PAGE EXCERPT:
---

Becky is a true leader and coalition builder; she’s smart, forward thinking, and makes everyone around her feel valued and respected,” Jordan said. “Of course, I am thrilled to have a Philadelphia public school graduate take on such an important leadership role, and I am particularly thrilled that it’s Becky Pringle.

During her 31-year classroom teaching career, Pringle led efforts to have teachers and staff undergo implicit bias training and convert the middle school to a team-teaching approach. She joined NEA leadership in 2014, first as secretary treasurer and then as vice president.

She recalled attending her first NEA convention in 1988, when Mary Futrell was president.

“I can remember sitting with 10,000 delegates, seeing a black woman up there, completely in control of this convention,” she said. “It was one of the proudest moments of my life.”

When she decided to seek the NEA presidency last year, she took Futrell out to lunch and sought her advice.

---

(Saved entries)

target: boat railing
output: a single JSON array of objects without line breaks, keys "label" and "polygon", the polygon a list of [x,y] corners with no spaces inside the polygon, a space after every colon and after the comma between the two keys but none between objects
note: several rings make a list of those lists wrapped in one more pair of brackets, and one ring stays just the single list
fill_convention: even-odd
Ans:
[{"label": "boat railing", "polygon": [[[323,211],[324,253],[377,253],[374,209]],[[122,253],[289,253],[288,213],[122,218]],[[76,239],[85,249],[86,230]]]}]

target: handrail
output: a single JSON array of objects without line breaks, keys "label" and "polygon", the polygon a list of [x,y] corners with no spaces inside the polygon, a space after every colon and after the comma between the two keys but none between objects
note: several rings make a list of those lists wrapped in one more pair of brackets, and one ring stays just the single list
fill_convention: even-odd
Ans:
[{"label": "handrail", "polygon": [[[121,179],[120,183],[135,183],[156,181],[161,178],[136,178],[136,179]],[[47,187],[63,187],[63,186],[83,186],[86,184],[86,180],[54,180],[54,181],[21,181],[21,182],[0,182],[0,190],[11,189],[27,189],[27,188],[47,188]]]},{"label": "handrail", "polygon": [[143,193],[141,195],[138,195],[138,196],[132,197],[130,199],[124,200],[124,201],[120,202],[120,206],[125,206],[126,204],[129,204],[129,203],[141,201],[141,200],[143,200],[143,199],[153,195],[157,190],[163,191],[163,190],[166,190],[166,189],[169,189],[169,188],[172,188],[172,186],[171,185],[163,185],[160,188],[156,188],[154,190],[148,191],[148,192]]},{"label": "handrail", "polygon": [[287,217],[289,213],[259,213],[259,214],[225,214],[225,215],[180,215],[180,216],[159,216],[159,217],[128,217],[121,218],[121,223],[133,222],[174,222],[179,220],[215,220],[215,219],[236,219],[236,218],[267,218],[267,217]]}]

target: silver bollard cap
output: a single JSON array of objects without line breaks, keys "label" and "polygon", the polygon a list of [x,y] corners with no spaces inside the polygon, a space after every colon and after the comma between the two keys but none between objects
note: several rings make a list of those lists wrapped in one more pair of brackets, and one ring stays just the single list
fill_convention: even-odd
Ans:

---

From the passage on Becky Pringle, extract the part that opens with the words "During her 31-year" and closes with "Futrell was president.". Rely only on the text to answer.

RESULT BELOW:
During her 31-year classroom teaching career, Pringle led efforts to have teachers and staff undergo implicit bias training and convert the middle school to a team-teaching approach. She joined NEA leadership in 2014, first as secretary treasurer and then as vice president.

She recalled attending her first NEA convention in 1988, when Mary Futrell was president.